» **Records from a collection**
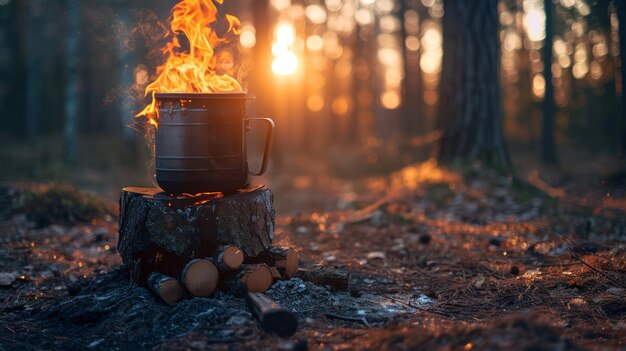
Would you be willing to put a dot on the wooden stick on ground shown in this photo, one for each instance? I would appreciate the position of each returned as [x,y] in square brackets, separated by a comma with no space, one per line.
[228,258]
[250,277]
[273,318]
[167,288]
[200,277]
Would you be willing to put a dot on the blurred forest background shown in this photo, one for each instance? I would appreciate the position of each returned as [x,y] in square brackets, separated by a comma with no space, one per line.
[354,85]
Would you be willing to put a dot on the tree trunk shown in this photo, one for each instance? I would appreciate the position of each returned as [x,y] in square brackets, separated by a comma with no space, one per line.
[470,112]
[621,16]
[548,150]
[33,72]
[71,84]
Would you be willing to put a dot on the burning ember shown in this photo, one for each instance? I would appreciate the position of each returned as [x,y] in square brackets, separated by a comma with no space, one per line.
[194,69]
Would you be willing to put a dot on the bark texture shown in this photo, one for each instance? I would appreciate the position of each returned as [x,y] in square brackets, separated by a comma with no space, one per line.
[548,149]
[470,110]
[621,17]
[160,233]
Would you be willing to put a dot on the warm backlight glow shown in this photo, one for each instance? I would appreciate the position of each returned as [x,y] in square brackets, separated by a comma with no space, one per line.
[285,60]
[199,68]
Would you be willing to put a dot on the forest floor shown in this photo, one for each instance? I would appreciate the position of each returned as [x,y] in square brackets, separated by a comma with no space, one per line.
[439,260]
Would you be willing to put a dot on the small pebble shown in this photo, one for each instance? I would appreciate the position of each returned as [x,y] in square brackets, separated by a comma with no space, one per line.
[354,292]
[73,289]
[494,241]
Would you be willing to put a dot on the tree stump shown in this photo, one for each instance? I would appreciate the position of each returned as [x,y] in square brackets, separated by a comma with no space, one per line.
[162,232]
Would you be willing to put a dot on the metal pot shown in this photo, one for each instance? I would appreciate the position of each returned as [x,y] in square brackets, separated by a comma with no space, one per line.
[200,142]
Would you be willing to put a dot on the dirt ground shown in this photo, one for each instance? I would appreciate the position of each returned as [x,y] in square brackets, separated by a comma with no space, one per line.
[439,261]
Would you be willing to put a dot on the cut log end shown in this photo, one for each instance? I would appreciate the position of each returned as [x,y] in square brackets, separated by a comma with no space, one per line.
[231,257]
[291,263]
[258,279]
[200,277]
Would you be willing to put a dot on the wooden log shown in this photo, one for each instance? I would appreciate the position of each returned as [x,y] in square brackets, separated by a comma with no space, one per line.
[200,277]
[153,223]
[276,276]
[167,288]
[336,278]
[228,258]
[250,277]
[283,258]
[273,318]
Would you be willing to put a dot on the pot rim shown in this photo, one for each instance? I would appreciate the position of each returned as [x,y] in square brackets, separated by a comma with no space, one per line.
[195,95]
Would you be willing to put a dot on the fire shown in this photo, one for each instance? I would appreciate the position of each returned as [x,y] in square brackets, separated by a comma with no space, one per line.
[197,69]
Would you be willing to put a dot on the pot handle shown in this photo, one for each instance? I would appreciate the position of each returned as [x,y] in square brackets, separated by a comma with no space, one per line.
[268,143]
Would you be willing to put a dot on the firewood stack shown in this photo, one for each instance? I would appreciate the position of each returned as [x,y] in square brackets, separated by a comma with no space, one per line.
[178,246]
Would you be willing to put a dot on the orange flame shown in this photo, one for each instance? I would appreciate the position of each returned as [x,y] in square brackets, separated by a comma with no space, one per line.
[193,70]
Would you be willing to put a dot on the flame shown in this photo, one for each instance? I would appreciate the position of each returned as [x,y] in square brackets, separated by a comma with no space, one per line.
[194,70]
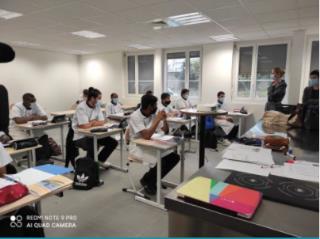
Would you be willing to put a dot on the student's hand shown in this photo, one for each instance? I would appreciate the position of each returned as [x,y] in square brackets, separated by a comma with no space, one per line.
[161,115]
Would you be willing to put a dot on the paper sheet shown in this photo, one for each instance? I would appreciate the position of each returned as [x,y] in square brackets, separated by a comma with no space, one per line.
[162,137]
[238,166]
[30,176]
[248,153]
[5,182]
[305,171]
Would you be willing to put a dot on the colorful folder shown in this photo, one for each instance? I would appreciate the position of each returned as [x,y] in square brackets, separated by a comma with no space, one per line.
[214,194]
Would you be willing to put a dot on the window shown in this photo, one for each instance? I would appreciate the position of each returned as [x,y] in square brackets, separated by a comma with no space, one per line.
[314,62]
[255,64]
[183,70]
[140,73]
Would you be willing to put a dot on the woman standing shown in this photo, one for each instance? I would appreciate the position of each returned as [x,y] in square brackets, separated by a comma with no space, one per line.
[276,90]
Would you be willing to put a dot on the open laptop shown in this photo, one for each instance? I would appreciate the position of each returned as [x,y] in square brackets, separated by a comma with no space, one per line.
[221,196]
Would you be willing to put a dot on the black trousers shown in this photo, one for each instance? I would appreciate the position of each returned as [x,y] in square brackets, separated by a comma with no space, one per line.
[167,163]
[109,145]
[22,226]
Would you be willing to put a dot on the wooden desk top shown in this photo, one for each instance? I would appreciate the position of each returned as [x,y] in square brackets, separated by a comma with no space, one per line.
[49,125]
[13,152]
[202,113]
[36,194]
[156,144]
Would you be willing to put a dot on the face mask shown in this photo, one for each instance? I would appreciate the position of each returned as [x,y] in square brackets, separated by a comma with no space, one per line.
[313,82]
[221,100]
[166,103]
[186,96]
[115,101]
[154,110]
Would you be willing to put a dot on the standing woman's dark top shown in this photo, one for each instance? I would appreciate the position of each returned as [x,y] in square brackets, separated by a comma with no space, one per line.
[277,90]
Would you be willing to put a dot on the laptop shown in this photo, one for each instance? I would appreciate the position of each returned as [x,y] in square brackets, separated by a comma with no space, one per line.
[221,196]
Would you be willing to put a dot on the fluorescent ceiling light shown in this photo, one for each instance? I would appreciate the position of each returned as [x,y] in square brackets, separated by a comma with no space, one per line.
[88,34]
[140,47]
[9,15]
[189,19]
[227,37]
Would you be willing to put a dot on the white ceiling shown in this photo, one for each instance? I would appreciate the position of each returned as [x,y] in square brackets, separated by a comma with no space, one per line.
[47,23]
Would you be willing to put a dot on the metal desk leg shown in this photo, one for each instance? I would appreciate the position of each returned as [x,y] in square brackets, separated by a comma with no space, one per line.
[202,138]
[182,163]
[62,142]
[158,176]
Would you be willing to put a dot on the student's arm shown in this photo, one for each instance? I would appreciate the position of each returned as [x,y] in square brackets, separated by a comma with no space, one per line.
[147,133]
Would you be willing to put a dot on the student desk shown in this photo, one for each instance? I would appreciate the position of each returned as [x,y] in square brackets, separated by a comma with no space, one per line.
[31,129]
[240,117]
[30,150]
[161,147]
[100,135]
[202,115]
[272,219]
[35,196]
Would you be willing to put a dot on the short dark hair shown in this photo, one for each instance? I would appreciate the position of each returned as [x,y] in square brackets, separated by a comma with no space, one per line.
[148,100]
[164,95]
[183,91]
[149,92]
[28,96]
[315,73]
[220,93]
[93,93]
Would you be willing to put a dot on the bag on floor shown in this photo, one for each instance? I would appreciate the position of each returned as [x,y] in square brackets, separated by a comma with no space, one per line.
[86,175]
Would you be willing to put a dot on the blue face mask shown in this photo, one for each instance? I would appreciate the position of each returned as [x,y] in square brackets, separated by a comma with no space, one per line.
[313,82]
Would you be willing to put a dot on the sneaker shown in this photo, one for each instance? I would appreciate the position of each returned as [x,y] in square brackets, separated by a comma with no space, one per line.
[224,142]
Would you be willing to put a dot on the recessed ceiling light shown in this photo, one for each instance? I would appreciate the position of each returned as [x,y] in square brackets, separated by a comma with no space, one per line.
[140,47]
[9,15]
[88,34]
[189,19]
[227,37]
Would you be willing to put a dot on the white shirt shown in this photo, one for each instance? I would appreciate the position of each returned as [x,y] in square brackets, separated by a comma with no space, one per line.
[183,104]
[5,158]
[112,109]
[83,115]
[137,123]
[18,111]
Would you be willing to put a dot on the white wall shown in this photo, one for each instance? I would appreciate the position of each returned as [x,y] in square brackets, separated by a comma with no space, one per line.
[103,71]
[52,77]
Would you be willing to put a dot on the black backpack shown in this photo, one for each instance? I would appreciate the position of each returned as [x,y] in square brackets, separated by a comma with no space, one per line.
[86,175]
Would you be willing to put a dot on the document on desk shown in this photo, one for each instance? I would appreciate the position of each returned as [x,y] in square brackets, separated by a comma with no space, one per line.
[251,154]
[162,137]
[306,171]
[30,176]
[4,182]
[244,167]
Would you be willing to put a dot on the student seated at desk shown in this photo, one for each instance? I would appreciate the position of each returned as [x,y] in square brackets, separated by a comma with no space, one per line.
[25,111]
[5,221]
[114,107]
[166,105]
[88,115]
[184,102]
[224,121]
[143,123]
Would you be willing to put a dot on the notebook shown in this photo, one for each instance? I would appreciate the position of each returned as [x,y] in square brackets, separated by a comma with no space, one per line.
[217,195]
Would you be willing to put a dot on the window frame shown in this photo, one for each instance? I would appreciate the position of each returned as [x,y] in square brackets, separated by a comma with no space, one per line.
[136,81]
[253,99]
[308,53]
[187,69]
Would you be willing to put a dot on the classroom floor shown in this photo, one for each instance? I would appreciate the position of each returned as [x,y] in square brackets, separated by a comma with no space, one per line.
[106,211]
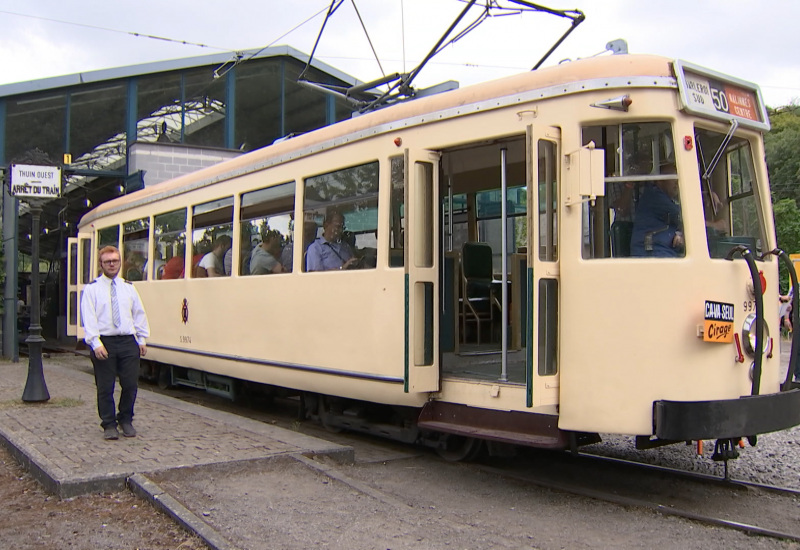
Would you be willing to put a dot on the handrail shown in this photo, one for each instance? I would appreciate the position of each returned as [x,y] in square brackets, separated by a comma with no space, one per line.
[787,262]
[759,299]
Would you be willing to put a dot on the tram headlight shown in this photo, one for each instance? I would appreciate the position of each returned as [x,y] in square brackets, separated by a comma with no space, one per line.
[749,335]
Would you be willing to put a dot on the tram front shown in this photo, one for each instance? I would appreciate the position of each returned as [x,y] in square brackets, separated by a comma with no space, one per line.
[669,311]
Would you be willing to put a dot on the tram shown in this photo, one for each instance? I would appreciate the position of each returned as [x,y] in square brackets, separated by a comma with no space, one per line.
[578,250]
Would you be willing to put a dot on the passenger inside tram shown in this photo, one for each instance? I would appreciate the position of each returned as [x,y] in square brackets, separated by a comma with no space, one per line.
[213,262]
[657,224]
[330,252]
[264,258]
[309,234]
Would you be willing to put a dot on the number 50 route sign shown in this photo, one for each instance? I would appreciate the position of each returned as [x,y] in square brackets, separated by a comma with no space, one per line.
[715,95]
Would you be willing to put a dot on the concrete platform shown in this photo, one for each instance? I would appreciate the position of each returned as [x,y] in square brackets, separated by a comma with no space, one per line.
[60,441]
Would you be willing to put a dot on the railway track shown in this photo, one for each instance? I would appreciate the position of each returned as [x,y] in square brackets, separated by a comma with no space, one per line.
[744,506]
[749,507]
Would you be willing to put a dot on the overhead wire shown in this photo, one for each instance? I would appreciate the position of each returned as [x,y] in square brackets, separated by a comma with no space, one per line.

» **Action item**
Answer with the exact lines running from the one that contains "Would you be willing to put a dot on the concrete" through the last line of the data. Include no other line.

» **Task output**
Would you be willing to put a dot on the concrete platform shown in this photo, one for each instance? I would appreciate the position of each returned as [x,y] in square brackets, separated by a comma with no space, one per line.
[60,441]
Would you be willing to put a dot on the railway track shown in this photo, one for each instance? I would appreciate the position of each returned as [x,y] in square brackets, separated by a comma with no space, one per line.
[744,506]
[749,507]
Would you be willing to put a dot on the overhead wire shown in this photo, one for each instance? I would appreciate the position of each returned as [x,y] in square brackets, separated by a comma with no space, one per line.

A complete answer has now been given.